*EXERCISE*
Without the pictures, give every record again exactly.

*** Begin section ***

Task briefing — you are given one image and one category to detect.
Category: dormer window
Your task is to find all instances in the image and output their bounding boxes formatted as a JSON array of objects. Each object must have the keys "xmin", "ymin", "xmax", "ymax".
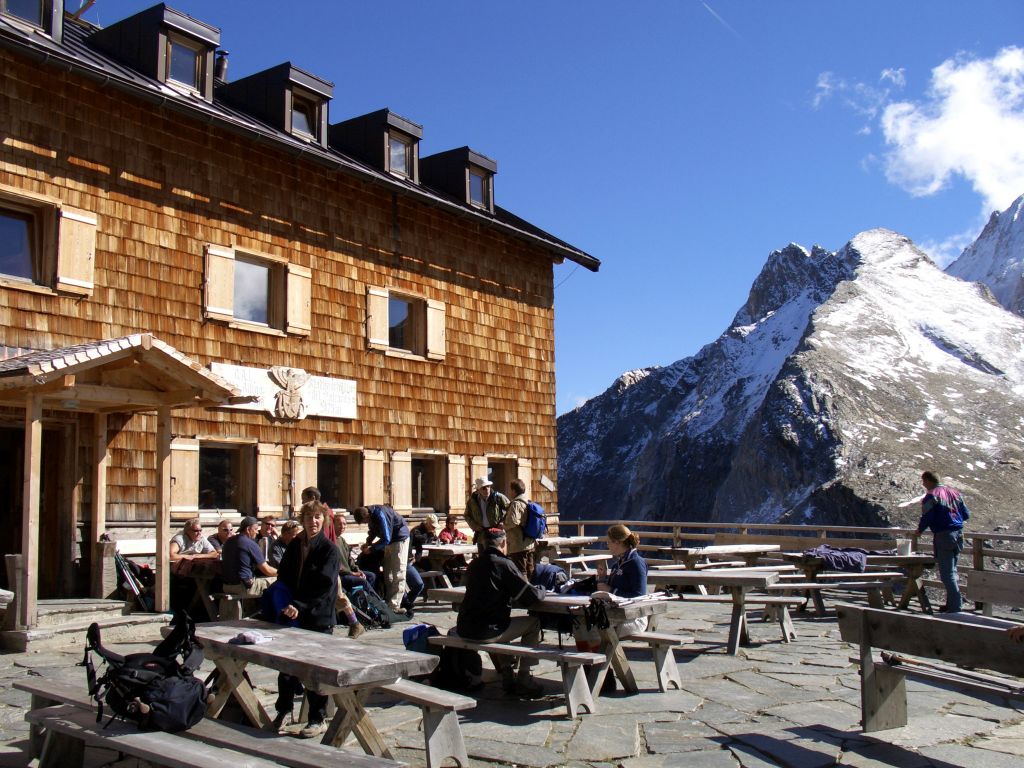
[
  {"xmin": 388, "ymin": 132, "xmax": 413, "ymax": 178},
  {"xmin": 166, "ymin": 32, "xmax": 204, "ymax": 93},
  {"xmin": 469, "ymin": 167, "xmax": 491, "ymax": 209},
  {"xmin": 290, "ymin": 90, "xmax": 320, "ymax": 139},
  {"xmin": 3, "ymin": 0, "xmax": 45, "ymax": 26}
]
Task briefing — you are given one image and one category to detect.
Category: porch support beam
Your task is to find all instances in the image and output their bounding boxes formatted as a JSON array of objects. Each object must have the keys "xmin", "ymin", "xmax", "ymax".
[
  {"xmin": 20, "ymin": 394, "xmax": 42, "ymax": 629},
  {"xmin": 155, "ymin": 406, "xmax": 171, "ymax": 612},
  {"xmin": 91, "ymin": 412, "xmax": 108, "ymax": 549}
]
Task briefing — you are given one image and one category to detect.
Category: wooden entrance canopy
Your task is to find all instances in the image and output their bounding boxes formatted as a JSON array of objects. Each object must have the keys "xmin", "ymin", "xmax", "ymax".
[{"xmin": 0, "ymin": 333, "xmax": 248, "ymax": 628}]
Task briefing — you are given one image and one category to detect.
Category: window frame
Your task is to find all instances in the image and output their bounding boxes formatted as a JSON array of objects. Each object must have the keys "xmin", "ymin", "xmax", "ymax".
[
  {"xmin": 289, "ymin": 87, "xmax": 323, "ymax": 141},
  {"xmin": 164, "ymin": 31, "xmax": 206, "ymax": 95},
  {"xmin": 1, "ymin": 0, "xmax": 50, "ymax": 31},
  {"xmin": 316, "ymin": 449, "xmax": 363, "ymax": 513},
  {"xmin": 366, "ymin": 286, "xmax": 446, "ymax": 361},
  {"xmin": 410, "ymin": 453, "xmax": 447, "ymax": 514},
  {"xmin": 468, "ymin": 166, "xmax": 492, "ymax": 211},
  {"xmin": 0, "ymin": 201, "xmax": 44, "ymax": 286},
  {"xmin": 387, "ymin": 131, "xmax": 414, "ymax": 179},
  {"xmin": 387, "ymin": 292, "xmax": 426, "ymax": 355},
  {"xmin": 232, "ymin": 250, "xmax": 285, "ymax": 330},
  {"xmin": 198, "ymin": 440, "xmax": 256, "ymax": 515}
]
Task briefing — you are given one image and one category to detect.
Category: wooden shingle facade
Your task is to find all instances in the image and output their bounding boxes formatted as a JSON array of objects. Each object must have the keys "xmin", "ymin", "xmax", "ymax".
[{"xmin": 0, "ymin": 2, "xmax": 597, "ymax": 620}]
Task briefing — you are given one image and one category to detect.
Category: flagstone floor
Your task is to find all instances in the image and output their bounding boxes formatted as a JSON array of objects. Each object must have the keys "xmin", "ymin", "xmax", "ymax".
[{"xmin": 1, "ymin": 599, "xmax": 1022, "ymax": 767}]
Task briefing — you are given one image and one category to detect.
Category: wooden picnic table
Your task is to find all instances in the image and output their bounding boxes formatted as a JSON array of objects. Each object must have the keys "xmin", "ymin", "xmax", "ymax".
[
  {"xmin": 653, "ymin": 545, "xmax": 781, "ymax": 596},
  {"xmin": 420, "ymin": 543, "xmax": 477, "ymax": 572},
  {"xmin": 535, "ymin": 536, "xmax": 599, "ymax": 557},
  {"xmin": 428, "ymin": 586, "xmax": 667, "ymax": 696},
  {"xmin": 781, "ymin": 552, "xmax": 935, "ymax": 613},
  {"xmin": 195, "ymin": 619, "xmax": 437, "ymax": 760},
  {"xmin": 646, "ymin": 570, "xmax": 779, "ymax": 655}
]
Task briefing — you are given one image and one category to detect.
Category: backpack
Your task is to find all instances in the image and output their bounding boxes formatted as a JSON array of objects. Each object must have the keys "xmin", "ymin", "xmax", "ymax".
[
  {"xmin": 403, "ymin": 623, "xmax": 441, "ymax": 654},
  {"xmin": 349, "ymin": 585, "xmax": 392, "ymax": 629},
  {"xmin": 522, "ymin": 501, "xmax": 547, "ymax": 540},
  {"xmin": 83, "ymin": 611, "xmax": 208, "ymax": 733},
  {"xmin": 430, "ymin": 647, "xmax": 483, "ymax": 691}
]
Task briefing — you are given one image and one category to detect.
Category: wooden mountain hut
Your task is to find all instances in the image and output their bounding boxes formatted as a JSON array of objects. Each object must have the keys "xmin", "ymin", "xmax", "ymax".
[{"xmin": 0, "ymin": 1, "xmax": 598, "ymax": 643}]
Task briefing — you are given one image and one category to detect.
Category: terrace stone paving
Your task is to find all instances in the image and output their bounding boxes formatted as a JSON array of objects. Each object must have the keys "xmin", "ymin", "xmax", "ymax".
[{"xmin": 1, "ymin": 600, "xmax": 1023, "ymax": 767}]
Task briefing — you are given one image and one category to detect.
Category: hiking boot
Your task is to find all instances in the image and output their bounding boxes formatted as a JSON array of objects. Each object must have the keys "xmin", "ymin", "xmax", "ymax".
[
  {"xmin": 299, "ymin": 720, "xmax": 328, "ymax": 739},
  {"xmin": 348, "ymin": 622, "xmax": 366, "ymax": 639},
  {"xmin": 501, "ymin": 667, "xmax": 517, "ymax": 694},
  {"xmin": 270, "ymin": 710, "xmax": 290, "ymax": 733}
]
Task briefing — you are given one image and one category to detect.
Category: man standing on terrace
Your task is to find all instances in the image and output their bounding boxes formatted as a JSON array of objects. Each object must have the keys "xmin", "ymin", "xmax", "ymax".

*** End section ***

*ANSWER FOR THIS EXERCISE*
Task briefing — you are given one image and one category to detect.
Category: dormer window
Your task is to find all instances in the image and output their bounding boxes formatted as a JSON array of objects. Each object must have the keys "xmin", "ymin", "xmax", "ymax".
[
  {"xmin": 388, "ymin": 132, "xmax": 413, "ymax": 178},
  {"xmin": 166, "ymin": 32, "xmax": 204, "ymax": 93},
  {"xmin": 469, "ymin": 167, "xmax": 491, "ymax": 209},
  {"xmin": 290, "ymin": 90, "xmax": 320, "ymax": 139},
  {"xmin": 3, "ymin": 0, "xmax": 45, "ymax": 26}
]
Task briefing — you are given one image and one category to detect.
Category: porch support beam
Your task is to find all instances in the image and output their bounding boxes formatted as a JSON array of objects. Each object must have the keys "xmin", "ymin", "xmax", "ymax".
[
  {"xmin": 20, "ymin": 394, "xmax": 42, "ymax": 629},
  {"xmin": 155, "ymin": 406, "xmax": 171, "ymax": 612},
  {"xmin": 91, "ymin": 412, "xmax": 108, "ymax": 549}
]
Task briefing — you are given one image and one category to detect.
Category: wooden entrance canopy
Your task is to find all instances in the image and output their bounding boxes formatted as a JSON array of objects. Each object must have the keys "xmin", "ymin", "xmax", "ymax".
[{"xmin": 0, "ymin": 333, "xmax": 248, "ymax": 628}]
Task briefing — you are given one image and one category to detect.
Category: window frame
Your task is to find all instances in the image and output their bounding boxes formatted as a JSON array of objects. Each object must have the keys "xmin", "ymin", "xmax", "ymax".
[
  {"xmin": 289, "ymin": 87, "xmax": 323, "ymax": 141},
  {"xmin": 164, "ymin": 31, "xmax": 206, "ymax": 95},
  {"xmin": 1, "ymin": 0, "xmax": 50, "ymax": 31},
  {"xmin": 316, "ymin": 449, "xmax": 363, "ymax": 513},
  {"xmin": 366, "ymin": 286, "xmax": 446, "ymax": 361},
  {"xmin": 410, "ymin": 453, "xmax": 447, "ymax": 514},
  {"xmin": 468, "ymin": 166, "xmax": 492, "ymax": 211},
  {"xmin": 0, "ymin": 201, "xmax": 44, "ymax": 286},
  {"xmin": 387, "ymin": 131, "xmax": 414, "ymax": 179},
  {"xmin": 387, "ymin": 292, "xmax": 426, "ymax": 355},
  {"xmin": 232, "ymin": 250, "xmax": 285, "ymax": 330},
  {"xmin": 198, "ymin": 440, "xmax": 256, "ymax": 515}
]
Task briefing — you are given one image and one category to detect.
Category: wooden shingle facade
Your task is to find all instances in the image and output their bounding boxes formatted as a JSON array of objects. Each object must have the keys "xmin", "ymin", "xmax", "ymax".
[{"xmin": 0, "ymin": 2, "xmax": 597, "ymax": 620}]
Task briefing — you are given one image and one category to detect.
Category: flagstone floor
Your task is to find all instances in the image and output their bounding boxes formatted as a JSON array of objects. Each object must have the keys "xmin", "ymin", "xmax", "ymax".
[{"xmin": 1, "ymin": 599, "xmax": 1022, "ymax": 767}]
Task briefing — you are given one image and one category to detect.
Category: wooden picnic table
Your task is to find all instances in the image and output their bounding boxes formatted as a JSON array of objects. Each object must have the keys "xmin", "ymin", "xmax", "ymax".
[
  {"xmin": 653, "ymin": 545, "xmax": 781, "ymax": 596},
  {"xmin": 420, "ymin": 543, "xmax": 477, "ymax": 572},
  {"xmin": 535, "ymin": 536, "xmax": 599, "ymax": 557},
  {"xmin": 428, "ymin": 586, "xmax": 667, "ymax": 696},
  {"xmin": 781, "ymin": 552, "xmax": 935, "ymax": 613},
  {"xmin": 195, "ymin": 619, "xmax": 437, "ymax": 760},
  {"xmin": 646, "ymin": 570, "xmax": 779, "ymax": 655}
]
Task briefing — you are given one image and one category to detect.
Category: backpack
Your task is to find all instances in the image and output their bounding boxes formatted as a JSON array of objects. Each object must have the keys "xmin", "ymin", "xmax", "ymax".
[
  {"xmin": 403, "ymin": 623, "xmax": 441, "ymax": 654},
  {"xmin": 349, "ymin": 585, "xmax": 392, "ymax": 629},
  {"xmin": 522, "ymin": 501, "xmax": 547, "ymax": 540},
  {"xmin": 83, "ymin": 611, "xmax": 208, "ymax": 733},
  {"xmin": 430, "ymin": 647, "xmax": 483, "ymax": 691}
]
Task briefing — you are given one image and one category to detect.
Category: wooden mountain hut
Your task is to find all instances in the image and output their bounding boxes formatted as a JSON array of objects. Each object must have the keys "xmin", "ymin", "xmax", "ymax".
[{"xmin": 0, "ymin": 1, "xmax": 598, "ymax": 643}]
Task briefing — you are given one image and one category to detect.
Category: terrace stone paving
Your task is to find all instances in the image and output their bounding boxes formatted as a JSON array of objects. Each object must have the keys "xmin", "ymin", "xmax", "ymax".
[{"xmin": 1, "ymin": 600, "xmax": 1023, "ymax": 767}]
Task briefing — you are given one image and one category to detect.
Category: hiking boot
Your task is to find all instances in the image and output their bounding boxes formatted as a JSON array of objects. Each object must have the keys "xmin", "ymin", "xmax", "ymax".
[
  {"xmin": 299, "ymin": 720, "xmax": 328, "ymax": 739},
  {"xmin": 348, "ymin": 622, "xmax": 366, "ymax": 639},
  {"xmin": 501, "ymin": 667, "xmax": 517, "ymax": 694},
  {"xmin": 270, "ymin": 710, "xmax": 290, "ymax": 733}
]
Task briefing — you are given one image and one category to detect.
Category: man standing on terrace
Your task is to find all instances in the image and output their bounding boxes formatted as a JSON array of objects. Each object must have the keys "xmin", "ymin", "xmax", "ymax".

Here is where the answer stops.